(Stored records)
________

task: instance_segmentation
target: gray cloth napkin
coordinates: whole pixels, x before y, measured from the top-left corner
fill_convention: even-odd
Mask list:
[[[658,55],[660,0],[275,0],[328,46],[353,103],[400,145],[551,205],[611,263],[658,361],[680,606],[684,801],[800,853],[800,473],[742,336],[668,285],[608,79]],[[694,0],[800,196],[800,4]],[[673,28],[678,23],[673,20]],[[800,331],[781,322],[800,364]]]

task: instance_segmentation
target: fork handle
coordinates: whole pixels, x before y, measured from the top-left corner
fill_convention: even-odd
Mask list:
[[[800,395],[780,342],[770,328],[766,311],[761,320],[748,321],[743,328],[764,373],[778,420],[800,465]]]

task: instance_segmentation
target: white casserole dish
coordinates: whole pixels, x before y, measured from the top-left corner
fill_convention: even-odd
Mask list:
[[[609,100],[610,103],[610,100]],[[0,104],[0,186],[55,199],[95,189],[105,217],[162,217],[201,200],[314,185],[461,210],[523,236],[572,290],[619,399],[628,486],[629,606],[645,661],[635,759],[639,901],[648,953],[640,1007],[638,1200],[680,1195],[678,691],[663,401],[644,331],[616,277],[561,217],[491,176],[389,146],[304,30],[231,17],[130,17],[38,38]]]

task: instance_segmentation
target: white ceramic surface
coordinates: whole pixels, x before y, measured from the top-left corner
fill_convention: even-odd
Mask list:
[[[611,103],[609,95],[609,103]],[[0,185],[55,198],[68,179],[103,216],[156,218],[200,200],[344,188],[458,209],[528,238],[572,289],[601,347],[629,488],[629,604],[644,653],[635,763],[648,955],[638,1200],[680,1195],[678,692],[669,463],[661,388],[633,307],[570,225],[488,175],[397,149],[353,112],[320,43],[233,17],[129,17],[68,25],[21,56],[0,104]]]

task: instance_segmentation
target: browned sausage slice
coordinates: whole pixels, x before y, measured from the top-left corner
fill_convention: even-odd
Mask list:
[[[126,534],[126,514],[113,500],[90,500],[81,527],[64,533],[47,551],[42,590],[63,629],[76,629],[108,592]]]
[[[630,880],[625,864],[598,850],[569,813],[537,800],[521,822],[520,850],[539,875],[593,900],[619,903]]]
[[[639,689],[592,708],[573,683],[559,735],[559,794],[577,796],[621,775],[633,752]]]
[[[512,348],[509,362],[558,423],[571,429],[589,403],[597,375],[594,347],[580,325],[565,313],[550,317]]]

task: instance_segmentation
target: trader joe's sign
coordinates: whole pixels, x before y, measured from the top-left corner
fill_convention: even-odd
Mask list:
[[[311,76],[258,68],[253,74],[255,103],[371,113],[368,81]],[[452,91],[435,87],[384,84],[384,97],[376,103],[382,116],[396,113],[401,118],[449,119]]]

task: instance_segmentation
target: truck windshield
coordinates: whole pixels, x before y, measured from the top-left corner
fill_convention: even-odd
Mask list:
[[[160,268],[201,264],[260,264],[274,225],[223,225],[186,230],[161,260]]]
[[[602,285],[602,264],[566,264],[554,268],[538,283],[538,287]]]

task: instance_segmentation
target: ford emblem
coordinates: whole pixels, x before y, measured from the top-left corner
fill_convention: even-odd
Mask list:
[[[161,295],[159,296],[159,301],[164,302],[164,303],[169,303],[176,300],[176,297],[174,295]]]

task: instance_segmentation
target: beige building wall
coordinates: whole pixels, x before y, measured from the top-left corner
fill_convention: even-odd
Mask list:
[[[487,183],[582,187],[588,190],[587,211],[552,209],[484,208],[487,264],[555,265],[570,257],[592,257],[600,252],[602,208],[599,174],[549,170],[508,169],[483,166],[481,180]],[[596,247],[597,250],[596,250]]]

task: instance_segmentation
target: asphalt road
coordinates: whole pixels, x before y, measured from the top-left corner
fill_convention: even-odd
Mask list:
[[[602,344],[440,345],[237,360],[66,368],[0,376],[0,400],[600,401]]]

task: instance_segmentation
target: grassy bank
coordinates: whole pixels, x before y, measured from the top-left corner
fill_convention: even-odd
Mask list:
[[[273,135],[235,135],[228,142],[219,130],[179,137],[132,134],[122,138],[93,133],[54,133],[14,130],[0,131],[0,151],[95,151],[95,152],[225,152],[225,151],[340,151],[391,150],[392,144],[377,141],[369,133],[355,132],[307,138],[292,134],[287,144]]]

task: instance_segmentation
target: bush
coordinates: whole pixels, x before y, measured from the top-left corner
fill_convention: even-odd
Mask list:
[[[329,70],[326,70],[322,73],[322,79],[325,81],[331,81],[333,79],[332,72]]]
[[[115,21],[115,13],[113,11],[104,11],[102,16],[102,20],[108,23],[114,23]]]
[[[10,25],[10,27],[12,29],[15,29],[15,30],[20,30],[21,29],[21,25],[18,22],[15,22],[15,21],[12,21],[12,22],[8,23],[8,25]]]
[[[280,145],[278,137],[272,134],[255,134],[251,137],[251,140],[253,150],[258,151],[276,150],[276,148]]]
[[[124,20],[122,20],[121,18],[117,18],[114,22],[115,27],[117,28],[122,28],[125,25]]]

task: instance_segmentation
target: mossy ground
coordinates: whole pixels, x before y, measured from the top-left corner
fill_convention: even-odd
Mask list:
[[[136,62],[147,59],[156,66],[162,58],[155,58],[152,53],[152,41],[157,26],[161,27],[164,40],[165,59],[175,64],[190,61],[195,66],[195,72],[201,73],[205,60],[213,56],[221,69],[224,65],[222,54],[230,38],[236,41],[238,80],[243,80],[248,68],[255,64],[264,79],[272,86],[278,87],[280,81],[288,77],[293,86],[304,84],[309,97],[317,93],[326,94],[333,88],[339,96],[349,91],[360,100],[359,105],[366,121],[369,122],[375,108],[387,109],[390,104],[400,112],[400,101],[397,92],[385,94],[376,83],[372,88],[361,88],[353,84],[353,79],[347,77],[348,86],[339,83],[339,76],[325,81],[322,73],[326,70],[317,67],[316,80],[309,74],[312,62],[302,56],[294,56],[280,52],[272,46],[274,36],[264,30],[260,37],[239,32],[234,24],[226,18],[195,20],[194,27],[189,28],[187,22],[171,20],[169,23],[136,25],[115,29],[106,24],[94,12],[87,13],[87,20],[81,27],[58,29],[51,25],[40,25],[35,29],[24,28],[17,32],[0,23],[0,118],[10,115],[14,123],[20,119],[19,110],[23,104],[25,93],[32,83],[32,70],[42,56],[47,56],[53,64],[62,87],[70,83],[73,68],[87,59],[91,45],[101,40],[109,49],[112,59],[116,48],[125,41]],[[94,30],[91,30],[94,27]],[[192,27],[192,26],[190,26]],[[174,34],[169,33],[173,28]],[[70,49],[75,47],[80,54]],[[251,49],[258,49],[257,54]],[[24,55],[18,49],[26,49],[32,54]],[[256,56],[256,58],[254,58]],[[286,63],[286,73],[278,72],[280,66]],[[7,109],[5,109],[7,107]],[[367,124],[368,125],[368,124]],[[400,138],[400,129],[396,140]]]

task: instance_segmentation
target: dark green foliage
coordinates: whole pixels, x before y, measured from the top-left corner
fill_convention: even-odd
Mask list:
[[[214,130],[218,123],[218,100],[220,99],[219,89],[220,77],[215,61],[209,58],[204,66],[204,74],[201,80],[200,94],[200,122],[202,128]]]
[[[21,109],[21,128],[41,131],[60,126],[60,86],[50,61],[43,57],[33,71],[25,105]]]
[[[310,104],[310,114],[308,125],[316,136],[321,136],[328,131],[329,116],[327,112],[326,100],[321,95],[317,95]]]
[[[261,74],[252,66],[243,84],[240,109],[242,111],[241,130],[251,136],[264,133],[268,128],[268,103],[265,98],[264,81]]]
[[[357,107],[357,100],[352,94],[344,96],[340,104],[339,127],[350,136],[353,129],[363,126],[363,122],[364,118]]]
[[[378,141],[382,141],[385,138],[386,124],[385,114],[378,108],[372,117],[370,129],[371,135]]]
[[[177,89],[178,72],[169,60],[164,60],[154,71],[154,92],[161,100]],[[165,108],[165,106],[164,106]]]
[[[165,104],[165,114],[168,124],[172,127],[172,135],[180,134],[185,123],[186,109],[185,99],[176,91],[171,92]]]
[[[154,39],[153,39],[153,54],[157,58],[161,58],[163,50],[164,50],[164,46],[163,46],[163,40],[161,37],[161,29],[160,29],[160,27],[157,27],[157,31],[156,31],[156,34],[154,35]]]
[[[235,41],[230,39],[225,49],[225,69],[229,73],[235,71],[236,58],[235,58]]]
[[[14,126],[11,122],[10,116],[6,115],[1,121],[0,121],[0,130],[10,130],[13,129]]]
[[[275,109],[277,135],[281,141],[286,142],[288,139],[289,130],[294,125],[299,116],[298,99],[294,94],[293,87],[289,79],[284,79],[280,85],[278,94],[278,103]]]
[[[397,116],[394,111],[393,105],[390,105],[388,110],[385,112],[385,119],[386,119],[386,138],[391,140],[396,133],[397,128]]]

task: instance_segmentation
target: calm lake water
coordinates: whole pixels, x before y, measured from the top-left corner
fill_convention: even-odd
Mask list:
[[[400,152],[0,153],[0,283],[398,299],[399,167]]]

________

State how many lines of the records above contain the word "white", giving only that number.

2